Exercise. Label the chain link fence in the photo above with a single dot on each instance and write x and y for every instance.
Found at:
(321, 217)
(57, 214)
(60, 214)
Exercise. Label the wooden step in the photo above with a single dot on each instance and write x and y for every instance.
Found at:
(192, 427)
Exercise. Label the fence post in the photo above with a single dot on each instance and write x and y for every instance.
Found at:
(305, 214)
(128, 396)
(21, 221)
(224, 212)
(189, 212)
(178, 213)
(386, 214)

» Aim of the task:
Return each line above exactly as it appears.

» Answer area:
Exercise. Label the chain link fence in the photo above with a single dot on each instance and write x and y for every instance.
Found at:
(321, 217)
(57, 214)
(60, 214)
Exercise. Label the wooden step in the photo above with a single dot on each instance and write x and y for every instance.
Found at:
(192, 427)
Exercise. Label the fence post in the photo above with a single dot on each instance and write x and y for every instance.
Found at:
(305, 214)
(128, 396)
(21, 221)
(224, 212)
(189, 212)
(178, 213)
(386, 214)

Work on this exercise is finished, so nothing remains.